▶ **Work task**: The answer must consist of the entire listing, repeated exactly.

▶ **Data to use**:
::::::::

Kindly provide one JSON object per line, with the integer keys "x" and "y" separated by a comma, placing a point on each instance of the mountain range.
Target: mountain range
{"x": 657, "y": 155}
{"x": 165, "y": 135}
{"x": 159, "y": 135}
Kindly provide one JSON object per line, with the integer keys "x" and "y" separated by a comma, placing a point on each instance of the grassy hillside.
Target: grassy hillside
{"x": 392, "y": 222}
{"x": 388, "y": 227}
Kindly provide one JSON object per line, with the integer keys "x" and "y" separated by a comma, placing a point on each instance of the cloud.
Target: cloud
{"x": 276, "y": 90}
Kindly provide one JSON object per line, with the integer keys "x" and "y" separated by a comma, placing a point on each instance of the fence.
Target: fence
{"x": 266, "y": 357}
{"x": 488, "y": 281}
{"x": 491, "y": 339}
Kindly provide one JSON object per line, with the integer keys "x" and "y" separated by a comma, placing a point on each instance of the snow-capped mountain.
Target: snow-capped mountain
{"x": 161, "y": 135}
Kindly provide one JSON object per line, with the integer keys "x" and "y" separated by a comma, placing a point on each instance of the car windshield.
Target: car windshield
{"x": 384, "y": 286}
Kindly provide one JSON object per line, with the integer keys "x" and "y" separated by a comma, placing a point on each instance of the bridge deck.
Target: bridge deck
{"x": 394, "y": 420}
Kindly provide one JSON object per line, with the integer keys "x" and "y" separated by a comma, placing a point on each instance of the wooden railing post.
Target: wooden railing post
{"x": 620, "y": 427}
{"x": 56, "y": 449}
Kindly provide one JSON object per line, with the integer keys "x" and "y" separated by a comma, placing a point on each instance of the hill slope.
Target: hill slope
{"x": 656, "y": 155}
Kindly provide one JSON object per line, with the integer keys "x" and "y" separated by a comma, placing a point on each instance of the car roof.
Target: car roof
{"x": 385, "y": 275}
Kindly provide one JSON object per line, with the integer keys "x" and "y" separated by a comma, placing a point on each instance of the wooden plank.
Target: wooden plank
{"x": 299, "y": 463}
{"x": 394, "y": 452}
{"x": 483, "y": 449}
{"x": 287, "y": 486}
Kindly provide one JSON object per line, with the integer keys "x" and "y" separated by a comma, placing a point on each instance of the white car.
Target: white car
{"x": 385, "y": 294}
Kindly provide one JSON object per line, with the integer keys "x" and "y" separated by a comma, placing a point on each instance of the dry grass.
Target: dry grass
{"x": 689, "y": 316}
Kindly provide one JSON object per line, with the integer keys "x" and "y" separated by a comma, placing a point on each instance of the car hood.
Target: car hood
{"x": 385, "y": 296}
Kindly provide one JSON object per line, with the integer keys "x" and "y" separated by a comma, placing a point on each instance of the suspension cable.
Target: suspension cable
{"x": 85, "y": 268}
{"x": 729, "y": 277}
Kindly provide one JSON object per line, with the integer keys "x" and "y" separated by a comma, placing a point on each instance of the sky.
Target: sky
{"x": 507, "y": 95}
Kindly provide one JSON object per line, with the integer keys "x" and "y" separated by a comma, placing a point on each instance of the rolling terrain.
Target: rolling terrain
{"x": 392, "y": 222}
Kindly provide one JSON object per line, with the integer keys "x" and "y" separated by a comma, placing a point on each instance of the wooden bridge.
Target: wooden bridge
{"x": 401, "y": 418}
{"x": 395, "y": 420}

::::::::

▶ **Your solution**:
Kindly provide one JSON object per line, with the integer keys "x" and "y" separated by a comma, placing a point on each instance of the mountain range.
Target: mountain range
{"x": 657, "y": 155}
{"x": 165, "y": 135}
{"x": 159, "y": 135}
Kindly provide one JSON object per line, with the integer keys "x" and "y" separated by a comma, placing a point on each instance of the grassy hillside.
Target: grassy hillside
{"x": 392, "y": 222}
{"x": 388, "y": 227}
Kindly provide one JSON object per line, with the integer keys "x" and "y" separated by a comma, placing a point on each instance of the cloud.
Target: cloud
{"x": 276, "y": 90}
Kindly provide one JSON object per line, with the integer keys "x" and "y" separated by a comma, placing a point on each instance of the fence.
Target: fence
{"x": 266, "y": 357}
{"x": 488, "y": 281}
{"x": 491, "y": 339}
Kindly provide one JSON object per line, with the integer keys "x" and "y" separated by a comma, placing a point on each instance of the snow-capped mountain.
Target: snow-capped mountain
{"x": 161, "y": 135}
Kindly provide one JSON object per line, with the integer keys "x" and "y" separated by a comma, placing a point on each instance of the car windshield.
Target: car windshield
{"x": 384, "y": 286}
Kindly provide one JSON object per line, with the integer keys "x" and "y" separated by a comma, placing a point on each instance of the bridge deck.
Target: bridge deck
{"x": 394, "y": 420}
Kindly provide one JSON object per line, with the integer keys "x" and "y" separated by a comma, placing a point on each instance of the wooden railing post.
Target: wooden railing post
{"x": 620, "y": 427}
{"x": 56, "y": 449}
Kindly provide one JSON object per line, with the integer keys "x" and "y" separated by a comma, placing a point on each instance of the hill slope.
Target: hill slope
{"x": 656, "y": 155}
Kindly provide one JSON object per line, with the integer keys "x" and "y" separated by a comma, placing a point on each instance of the car roof.
Target: car roof
{"x": 385, "y": 275}
Kindly provide one JSON object per line, with the integer keys "x" and "y" separated by a comma, placing a point on each instance of the wooden plank.
Target: wooden plank
{"x": 299, "y": 463}
{"x": 394, "y": 452}
{"x": 483, "y": 449}
{"x": 287, "y": 486}
Kindly provide one JSON object per line, with the integer keys "x" and "y" separated by a comma, placing a point on each instance of the white car.
Target: white car
{"x": 385, "y": 294}
Kindly provide one JSON object per line, with the integer keys "x" and "y" separated by a comma, placing a point on each instance of the dry grass.
Target: dry grass
{"x": 689, "y": 316}
Kindly provide one JSON object per line, with the integer keys "x" and "y" separated by a comma, placing a point on each instance of the car hood.
Target: car hood
{"x": 385, "y": 296}
Kindly provide one JSON object per line, with the integer keys "x" and "y" separated by a comma, placing a point on each instance of the suspension cable.
Target: suspension cable
{"x": 85, "y": 268}
{"x": 729, "y": 277}
Kindly provide one JSON object per line, with the integer keys "x" and "y" separated by a comma, placing a point on each instance of the sky.
Target: sky
{"x": 507, "y": 95}
Kindly provide one JSON object per line, with the integer keys "x" and "y" separated by a comma, placing a point on each instance of the rolling terrain.
Target: rolling terrain
{"x": 392, "y": 222}
Kindly provide one JSON object per line, with the integer keys "x" and "y" separated by a comma, placing a point on each instance of the wooden bridge.
Target: wooden bridge
{"x": 401, "y": 418}
{"x": 395, "y": 420}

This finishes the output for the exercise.